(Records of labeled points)
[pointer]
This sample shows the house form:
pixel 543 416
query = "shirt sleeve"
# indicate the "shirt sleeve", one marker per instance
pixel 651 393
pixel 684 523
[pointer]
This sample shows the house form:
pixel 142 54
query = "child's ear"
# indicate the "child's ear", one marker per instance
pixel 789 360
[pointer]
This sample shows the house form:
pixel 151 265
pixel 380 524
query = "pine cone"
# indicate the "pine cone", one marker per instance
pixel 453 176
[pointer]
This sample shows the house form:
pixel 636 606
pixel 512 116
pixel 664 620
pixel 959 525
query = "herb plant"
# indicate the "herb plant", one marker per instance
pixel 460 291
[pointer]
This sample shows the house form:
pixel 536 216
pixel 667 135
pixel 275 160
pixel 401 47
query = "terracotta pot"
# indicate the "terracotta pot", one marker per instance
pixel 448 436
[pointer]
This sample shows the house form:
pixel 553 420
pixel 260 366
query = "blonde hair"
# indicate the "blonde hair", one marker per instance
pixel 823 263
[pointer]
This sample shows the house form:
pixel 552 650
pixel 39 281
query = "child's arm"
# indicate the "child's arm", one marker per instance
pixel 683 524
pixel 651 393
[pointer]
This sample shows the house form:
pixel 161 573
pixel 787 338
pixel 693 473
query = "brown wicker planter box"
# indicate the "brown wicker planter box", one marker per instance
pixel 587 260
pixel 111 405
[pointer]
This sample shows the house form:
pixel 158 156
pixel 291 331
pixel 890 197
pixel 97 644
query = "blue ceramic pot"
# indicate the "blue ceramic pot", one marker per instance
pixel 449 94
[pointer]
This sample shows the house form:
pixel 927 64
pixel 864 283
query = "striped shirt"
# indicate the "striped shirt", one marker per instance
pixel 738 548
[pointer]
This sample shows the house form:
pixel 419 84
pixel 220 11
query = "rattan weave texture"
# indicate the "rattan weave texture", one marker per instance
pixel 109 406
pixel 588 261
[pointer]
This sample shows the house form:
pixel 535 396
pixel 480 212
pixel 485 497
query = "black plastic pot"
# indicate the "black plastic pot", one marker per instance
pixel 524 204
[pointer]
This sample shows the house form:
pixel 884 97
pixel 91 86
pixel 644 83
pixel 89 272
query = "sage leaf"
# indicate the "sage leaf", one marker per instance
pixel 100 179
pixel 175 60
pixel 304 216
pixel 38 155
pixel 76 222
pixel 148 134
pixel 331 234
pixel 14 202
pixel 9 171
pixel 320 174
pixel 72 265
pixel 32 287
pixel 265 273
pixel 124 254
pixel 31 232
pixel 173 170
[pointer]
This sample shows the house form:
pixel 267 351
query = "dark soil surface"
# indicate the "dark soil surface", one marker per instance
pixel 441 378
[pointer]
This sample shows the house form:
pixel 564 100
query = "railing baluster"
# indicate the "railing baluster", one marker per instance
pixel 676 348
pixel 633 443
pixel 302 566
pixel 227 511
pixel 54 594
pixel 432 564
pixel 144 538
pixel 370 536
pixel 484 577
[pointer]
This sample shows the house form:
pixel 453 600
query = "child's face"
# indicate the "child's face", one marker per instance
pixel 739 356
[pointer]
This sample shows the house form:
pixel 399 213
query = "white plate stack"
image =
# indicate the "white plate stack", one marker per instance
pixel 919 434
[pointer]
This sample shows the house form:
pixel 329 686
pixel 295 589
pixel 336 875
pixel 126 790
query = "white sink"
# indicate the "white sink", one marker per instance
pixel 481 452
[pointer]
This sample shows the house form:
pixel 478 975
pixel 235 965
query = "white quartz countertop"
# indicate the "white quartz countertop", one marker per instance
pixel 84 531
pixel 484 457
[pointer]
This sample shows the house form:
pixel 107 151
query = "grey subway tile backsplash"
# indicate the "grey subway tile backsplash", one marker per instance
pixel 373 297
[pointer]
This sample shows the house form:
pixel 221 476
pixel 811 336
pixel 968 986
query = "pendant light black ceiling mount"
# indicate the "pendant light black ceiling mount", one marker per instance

**YOUR GOAL:** Please rewrite all the rows above, substituting "dot" for every "marker" and leaving everything else as it is.

**TASK ANSWER:**
[pointer]
This sample shows the house form:
pixel 543 416
query = "shirt sleeve"
# indicate the "shirt sleeve", one dot per instance
pixel 651 393
pixel 684 523
[pointer]
This sample shows the house form:
pixel 142 54
query = "child's ear"
# indicate the "child's ear", one dot per instance
pixel 789 360
[pointer]
This sample shows the house form:
pixel 151 265
pixel 380 524
query = "pine cone"
# indicate the "pine cone", one dot per instance
pixel 453 176
[pointer]
This sample shows the house form:
pixel 636 606
pixel 512 116
pixel 664 620
pixel 959 525
query = "herb plant"
# indicate the "herb plant", one dot per instance
pixel 460 291
[pointer]
This sample shows the house form:
pixel 536 216
pixel 667 135
pixel 275 160
pixel 401 47
query = "terracotta pot"
# indicate the "terracotta pot", one dot per instance
pixel 448 436
[pointer]
This sample shows the house form:
pixel 553 420
pixel 260 366
query = "blonde hair"
# indicate the "blonde hair", one dot per instance
pixel 823 263
[pointer]
This sample shows the house form:
pixel 552 650
pixel 39 281
query = "child's arm"
# indicate the "child's arm", one dot per instance
pixel 683 524
pixel 651 393
[pointer]
This sample shows the house form:
pixel 161 573
pixel 787 338
pixel 693 473
query = "brown wicker planter box"
# indicate the "brown wicker planter box", one dot per instance
pixel 587 260
pixel 111 405
[pointer]
This sample shows the house form:
pixel 158 156
pixel 291 331
pixel 890 197
pixel 97 644
query = "blue ceramic pot"
# indicate the "blue ceramic pot", one dot per instance
pixel 449 94
[pointer]
This sample shows the house form:
pixel 927 64
pixel 864 283
query = "striped shirt"
# indicate the "striped shirt", one dot per instance
pixel 738 548
[pointer]
This sample shows the house form:
pixel 419 84
pixel 220 11
query = "rattan weave texture"
# indicate the "rattan weave texture", one dot per instance
pixel 109 406
pixel 588 261
[pointer]
This sample shows the house form:
pixel 535 396
pixel 480 212
pixel 485 497
query = "black plastic pot"
# indicate the "black plastic pot", one dot per instance
pixel 524 204
[pointer]
This sample shows the house form:
pixel 884 97
pixel 91 86
pixel 644 83
pixel 89 272
query = "sage leaf"
# indicate the "sage leaf", one dot per instance
pixel 100 179
pixel 175 60
pixel 304 216
pixel 38 155
pixel 76 222
pixel 148 134
pixel 331 234
pixel 14 202
pixel 9 171
pixel 320 174
pixel 72 265
pixel 32 287
pixel 265 273
pixel 124 254
pixel 31 232
pixel 173 170
[pointer]
This sample shows the house form:
pixel 267 351
query = "dark soil surface"
# indicate the "dark soil surface", one dot per instance
pixel 441 378
[pointer]
This sample shows the house form:
pixel 564 100
query = "railing baluster"
# indicate the "railing baluster", one dot per instance
pixel 676 348
pixel 633 443
pixel 302 566
pixel 227 511
pixel 54 594
pixel 432 564
pixel 144 538
pixel 370 536
pixel 484 577
[pointer]
This sample shows the house form:
pixel 453 600
query = "child's face"
# indicate the "child's face", one dot per instance
pixel 739 356
[pointer]
This sample shows the house form:
pixel 399 213
query = "white plate stack"
image =
# indicate the "white plate stack", one dot per instance
pixel 919 434
[pointer]
This sample shows the house form:
pixel 329 686
pixel 295 589
pixel 336 875
pixel 126 790
query = "white sink"
# indicate the "white sink", one dot per instance
pixel 481 452
[pointer]
This sample shows the house form:
pixel 478 975
pixel 235 965
query = "white quartz countertop"
# indicate the "white quartz countertop", one dot per instance
pixel 84 531
pixel 484 457
[pointer]
This sample shows the house form:
pixel 107 151
query = "grey subway tile backsplash"
# indicate the "grey subway tile backsplash", one dot per instance
pixel 373 297
[pointer]
This sample shows the house form:
pixel 221 476
pixel 811 336
pixel 968 986
query = "pendant light black ceiling mount"
# indicate the "pendant light black ceiling mount", one dot per instance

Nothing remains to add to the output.